--- Start Record excerpts ---

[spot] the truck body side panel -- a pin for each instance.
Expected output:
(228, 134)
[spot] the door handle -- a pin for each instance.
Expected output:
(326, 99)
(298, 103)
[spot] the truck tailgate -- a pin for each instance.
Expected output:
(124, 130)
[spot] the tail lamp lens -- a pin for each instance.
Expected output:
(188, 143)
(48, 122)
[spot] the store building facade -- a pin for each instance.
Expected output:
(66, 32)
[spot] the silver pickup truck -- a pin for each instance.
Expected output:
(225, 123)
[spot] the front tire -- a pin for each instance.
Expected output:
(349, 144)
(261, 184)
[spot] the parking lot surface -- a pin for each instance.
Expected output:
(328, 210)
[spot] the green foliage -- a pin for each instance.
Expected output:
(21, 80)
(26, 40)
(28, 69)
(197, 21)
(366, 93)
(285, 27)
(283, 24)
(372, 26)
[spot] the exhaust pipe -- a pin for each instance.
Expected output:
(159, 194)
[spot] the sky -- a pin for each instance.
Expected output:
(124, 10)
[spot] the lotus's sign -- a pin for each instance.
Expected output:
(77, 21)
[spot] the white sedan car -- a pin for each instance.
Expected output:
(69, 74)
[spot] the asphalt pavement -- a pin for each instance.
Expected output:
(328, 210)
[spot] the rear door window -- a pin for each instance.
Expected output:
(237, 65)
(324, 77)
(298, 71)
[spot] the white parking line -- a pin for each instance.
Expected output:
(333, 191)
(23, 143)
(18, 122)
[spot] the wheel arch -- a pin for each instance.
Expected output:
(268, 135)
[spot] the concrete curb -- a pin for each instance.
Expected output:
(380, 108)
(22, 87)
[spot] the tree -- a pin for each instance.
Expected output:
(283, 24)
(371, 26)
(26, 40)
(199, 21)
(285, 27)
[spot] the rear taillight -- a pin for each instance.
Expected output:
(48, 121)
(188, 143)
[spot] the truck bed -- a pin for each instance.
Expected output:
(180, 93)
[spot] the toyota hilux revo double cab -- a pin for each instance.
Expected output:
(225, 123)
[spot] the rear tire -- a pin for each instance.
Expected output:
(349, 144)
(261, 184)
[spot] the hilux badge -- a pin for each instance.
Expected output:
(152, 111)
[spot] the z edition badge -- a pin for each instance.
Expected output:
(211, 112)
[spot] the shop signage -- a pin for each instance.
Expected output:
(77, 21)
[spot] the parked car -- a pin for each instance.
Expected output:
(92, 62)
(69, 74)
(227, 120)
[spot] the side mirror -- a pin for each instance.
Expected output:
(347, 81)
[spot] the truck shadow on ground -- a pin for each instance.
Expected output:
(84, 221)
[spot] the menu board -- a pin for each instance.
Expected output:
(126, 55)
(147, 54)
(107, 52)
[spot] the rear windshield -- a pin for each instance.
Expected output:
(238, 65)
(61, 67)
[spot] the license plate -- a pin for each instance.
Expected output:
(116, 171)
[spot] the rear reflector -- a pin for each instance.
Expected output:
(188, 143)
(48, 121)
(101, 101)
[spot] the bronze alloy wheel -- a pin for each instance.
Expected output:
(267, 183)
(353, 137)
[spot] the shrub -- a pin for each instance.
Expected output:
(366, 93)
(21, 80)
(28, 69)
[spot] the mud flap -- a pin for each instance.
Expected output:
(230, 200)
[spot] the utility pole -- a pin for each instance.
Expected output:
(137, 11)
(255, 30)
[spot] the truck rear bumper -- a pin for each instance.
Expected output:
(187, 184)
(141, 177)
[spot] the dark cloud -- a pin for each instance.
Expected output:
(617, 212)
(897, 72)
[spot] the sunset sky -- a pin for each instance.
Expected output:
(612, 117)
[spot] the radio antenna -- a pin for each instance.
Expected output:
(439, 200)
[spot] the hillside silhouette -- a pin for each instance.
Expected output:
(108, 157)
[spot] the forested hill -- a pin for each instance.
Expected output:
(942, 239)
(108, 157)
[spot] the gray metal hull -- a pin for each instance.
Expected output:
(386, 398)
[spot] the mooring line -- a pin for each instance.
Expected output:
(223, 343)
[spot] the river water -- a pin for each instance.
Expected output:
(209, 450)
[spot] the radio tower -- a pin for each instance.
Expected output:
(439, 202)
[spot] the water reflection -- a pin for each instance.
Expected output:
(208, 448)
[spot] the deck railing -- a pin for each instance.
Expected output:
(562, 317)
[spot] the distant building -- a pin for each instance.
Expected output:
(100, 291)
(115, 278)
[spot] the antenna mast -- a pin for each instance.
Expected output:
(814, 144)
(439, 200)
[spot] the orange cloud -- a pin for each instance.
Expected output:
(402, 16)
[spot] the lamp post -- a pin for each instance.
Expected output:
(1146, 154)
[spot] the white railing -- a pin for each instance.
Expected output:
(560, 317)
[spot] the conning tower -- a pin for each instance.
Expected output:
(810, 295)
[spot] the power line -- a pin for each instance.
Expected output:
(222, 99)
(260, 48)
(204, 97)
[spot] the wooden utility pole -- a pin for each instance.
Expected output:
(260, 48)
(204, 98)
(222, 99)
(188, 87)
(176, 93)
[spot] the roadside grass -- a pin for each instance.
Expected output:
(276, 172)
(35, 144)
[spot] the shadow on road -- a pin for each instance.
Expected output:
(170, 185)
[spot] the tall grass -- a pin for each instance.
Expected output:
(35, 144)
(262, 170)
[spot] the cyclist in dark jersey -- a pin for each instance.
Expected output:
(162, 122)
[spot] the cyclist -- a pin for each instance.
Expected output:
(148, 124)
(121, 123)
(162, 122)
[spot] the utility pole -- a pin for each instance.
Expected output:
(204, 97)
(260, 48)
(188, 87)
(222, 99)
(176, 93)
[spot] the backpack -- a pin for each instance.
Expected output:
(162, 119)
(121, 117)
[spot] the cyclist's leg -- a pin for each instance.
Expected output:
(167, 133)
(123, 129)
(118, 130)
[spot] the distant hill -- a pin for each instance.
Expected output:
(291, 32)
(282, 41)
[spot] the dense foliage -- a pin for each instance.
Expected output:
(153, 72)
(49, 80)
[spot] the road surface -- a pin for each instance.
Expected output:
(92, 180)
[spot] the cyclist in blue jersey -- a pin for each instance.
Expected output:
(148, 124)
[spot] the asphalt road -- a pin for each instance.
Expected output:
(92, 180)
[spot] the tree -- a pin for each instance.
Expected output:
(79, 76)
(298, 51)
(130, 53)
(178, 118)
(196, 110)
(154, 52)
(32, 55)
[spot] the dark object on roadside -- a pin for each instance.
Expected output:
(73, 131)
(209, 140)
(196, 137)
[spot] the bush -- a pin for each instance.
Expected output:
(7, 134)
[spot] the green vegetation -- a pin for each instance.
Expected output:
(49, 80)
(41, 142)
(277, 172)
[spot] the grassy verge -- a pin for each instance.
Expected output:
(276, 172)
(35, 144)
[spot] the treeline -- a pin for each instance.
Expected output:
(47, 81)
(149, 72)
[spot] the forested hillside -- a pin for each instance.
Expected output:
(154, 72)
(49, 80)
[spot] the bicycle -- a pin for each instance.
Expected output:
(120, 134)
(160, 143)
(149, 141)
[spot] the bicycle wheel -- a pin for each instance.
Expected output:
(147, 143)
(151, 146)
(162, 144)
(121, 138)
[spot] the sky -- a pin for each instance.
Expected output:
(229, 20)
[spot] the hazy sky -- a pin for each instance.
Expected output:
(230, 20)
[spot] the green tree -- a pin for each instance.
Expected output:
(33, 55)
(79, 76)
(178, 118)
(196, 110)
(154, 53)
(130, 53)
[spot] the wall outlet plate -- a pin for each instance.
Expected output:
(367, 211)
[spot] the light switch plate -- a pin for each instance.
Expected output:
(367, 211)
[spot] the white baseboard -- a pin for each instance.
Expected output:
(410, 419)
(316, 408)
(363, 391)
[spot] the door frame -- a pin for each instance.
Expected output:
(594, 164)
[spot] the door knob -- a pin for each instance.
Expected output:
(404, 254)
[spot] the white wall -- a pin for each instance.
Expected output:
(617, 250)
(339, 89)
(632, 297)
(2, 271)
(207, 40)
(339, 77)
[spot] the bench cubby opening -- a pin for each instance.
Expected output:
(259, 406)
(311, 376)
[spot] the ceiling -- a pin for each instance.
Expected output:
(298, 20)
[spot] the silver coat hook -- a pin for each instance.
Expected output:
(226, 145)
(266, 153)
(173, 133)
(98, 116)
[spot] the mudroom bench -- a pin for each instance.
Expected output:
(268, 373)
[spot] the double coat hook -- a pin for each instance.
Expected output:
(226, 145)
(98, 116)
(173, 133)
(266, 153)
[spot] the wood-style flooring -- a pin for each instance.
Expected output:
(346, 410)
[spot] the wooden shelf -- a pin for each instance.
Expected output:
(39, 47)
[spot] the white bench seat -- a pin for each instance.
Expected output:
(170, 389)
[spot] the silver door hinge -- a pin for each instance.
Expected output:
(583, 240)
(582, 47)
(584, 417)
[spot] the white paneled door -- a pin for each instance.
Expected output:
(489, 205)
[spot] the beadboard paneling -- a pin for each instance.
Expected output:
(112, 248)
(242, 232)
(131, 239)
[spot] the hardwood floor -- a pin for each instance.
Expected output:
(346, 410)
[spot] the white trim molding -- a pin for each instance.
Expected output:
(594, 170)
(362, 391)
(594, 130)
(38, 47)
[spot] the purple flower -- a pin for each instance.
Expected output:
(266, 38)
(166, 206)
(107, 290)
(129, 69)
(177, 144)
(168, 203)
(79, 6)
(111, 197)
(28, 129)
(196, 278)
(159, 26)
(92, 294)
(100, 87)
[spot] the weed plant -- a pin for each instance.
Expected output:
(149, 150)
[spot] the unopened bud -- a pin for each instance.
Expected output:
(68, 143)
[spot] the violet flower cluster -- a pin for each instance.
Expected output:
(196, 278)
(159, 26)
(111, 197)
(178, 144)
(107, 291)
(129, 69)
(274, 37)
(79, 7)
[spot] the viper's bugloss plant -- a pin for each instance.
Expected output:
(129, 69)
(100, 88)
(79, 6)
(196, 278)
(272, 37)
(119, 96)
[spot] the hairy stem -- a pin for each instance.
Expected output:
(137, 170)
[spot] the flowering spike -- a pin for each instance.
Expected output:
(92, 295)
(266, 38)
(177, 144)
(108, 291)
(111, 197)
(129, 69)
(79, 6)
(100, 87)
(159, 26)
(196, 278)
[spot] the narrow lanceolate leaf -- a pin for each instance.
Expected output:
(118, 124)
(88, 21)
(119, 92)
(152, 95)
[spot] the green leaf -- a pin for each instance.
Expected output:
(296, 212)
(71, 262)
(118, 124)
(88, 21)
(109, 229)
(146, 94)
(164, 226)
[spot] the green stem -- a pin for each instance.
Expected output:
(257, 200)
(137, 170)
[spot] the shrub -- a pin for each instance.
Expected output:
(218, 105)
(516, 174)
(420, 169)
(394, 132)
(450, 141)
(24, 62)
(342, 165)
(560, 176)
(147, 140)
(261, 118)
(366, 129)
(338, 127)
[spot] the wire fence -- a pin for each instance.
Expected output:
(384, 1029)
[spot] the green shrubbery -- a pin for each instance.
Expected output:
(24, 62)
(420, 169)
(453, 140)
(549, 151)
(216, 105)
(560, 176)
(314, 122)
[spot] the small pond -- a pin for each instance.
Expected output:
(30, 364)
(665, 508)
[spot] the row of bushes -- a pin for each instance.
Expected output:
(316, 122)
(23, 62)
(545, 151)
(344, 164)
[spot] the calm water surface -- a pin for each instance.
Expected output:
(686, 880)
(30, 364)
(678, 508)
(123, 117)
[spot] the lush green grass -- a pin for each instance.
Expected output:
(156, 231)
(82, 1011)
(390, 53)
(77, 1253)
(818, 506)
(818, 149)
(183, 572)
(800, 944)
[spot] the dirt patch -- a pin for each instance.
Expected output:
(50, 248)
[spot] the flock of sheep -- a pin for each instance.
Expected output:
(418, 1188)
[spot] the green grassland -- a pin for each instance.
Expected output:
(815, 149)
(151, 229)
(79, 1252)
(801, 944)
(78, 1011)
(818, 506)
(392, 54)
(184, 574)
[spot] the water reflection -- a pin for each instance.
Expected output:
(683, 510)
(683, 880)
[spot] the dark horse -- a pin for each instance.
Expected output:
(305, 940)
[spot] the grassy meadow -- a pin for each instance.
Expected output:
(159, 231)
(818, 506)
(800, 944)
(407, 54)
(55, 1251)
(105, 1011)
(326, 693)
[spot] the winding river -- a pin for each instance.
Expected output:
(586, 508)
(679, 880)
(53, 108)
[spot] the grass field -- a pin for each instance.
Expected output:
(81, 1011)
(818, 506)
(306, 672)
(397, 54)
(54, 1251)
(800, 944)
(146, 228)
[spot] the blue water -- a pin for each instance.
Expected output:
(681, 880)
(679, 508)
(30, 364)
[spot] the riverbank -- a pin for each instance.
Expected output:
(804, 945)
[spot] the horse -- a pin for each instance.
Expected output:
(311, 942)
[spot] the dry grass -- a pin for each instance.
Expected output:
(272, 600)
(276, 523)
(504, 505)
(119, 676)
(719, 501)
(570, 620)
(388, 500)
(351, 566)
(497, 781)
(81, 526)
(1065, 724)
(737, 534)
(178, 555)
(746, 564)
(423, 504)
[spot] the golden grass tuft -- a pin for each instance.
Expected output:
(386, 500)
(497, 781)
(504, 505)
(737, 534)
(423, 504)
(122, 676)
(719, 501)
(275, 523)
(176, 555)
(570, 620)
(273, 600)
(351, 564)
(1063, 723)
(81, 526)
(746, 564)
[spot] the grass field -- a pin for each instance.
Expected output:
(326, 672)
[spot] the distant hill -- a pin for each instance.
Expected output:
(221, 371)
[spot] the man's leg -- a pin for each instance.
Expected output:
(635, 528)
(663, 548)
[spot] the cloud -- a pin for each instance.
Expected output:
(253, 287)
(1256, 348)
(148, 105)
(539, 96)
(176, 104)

--- End Record excerpts ---

Your task is to output exactly the lines running from the one with "[spot] the dark horse" through the final line of the material above, with both ends included.

[spot] the dark horse -- a pin for each instance.
Expected output:
(305, 940)
[spot] the grassy meadow -- a pin for each instance.
Expected output:
(159, 231)
(818, 506)
(800, 944)
(407, 54)
(55, 1251)
(105, 1011)
(326, 693)
[spot] the winding river -- a pin for each instance.
Expected output:
(586, 508)
(679, 880)
(53, 108)
[spot] the grass field -- a pin for each instance.
Expected output:
(81, 1011)
(818, 506)
(306, 672)
(397, 54)
(54, 1251)
(800, 944)
(146, 228)
[spot] the blue water -- a pin for each instance.
Expected output:
(681, 880)
(679, 508)
(30, 364)
[spot] the riverbank -- a pin for each instance.
Expected output:
(804, 945)
[spot] the horse -- a pin for each instance.
Expected output:
(311, 942)
[spot] the dry grass -- a pin for each instance.
Expected output:
(272, 600)
(276, 523)
(504, 505)
(119, 676)
(719, 501)
(570, 620)
(388, 500)
(351, 566)
(497, 781)
(81, 526)
(1065, 724)
(737, 534)
(178, 555)
(746, 564)
(423, 504)
[spot] the golden grass tuft -- a pin for each instance.
Expected output:
(386, 500)
(497, 781)
(504, 505)
(737, 534)
(423, 504)
(122, 676)
(719, 501)
(275, 523)
(176, 555)
(570, 620)
(273, 600)
(351, 564)
(1063, 723)
(81, 526)
(746, 564)
[spot] the grass field -- a pin for each instance.
Expected output:
(326, 672)
[spot] the distant hill -- a pin for each instance.
Expected output:
(221, 371)
[spot] the man's leg -- a pin for each instance.
Expected output:
(635, 528)
(663, 548)
[spot] the cloud -- a pin for each instance.
Expected output:
(253, 287)
(1256, 348)
(148, 105)
(539, 96)
(176, 104)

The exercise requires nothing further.